* _Exercise passage_
◆ ◆ ◆

Richmond Cluster (13)

Thursday 08 May, 2008 - 19:40

I think I have found the problem described in Richmond Cluster (12). The TCP/IP parameters were not set correctly. The specific one was sys.net.ipv4.ip_local_port_range which had values 32768 61000. The recommended values from Clusterware Installation for Linux (pp.2-37 to 2-38) are 1024 65000. I checked the other TCP/IP and found that they were wrong as well:

net.core.rmem_default = 65535

net.core.wmem_default = 65535

net.core.rmem_max = 131071

net.core.wmem_max = 131071

My reasoning was that the script was trying to establish communications on port 6200 which requires root privilege at the current settings.

◆ ◆ ◆

* _Stored data entries_
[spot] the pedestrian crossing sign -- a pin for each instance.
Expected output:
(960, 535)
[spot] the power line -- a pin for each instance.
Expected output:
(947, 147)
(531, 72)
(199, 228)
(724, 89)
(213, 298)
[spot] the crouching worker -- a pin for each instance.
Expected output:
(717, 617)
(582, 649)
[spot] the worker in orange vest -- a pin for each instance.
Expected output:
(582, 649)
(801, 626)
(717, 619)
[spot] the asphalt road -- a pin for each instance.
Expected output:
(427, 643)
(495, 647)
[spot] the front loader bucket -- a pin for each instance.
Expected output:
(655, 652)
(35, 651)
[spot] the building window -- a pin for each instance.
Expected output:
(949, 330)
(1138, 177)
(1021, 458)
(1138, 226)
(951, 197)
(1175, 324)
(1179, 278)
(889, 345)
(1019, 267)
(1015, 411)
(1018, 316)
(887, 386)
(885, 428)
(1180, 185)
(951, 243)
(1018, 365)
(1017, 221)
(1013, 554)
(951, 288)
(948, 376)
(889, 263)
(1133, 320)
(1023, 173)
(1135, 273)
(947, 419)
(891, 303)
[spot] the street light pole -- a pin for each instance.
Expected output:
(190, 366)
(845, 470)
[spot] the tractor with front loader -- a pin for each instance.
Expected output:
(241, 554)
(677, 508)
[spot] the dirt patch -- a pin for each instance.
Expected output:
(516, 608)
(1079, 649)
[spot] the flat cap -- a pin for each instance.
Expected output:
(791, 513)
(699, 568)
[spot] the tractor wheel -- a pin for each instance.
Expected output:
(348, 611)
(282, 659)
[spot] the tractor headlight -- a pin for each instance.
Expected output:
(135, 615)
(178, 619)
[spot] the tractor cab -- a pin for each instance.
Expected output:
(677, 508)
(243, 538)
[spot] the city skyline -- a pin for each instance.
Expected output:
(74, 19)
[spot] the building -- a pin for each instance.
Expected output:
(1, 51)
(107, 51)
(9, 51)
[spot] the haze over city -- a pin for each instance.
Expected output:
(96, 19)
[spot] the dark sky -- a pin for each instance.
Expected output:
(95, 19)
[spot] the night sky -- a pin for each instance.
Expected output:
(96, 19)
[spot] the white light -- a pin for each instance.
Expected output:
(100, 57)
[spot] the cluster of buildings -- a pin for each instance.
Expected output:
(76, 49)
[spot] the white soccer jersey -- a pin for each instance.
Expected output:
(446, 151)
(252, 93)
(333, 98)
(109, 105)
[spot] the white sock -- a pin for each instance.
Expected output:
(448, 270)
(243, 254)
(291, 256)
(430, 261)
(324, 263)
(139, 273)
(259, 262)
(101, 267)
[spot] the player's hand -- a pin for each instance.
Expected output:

◆ ◆ ◆

* _How to complete this task_
Write the next part of the Richmond Cluster post, starting after its last sentence. The data is separate material and has nothing to do with the Richmond Cluster post.

* _Answer below_
Updated the networking parameters on both richmond1 and richmond2:

$ su -

# cat >>/etc/sysctl.conf

net.ipv4.ip_local_port_range = 1024 65000

net.core.rmem_default = 1048576

net.core.wmem_default = 262144

net.core.rmem_max = 1048576

net.core.wmem_max = 262144

# systctl -p

Looks like I cannot rely on cluvfy for everything.

Clicked retry in OUI. Failed at the same point again.

Stopped crs on both systems:

# cd /u00/crs/oracle/product/10/app/bin

# ./crsctl stop crs

Stopping resources.

Error while stopping resources. Possible cause: CRSD is down.

Stopping CSSD.

Unable to communicate with the CSS daemon.

Started crs on both nodes:

# ./crsctl start crs

Attempting to start CRS stack

The CRS stack will be started shortly

However when I check the status of crs, I get the following:

# ./crsctl check crs

Failure 1 contacting CSS daemon

Cannot communicate with CRS

Cannot communicate with EVM

The system log (/var/log/messages) shows:

logger: Oracle CSS daemon failed to start up. Check CRS logs for diagnostics.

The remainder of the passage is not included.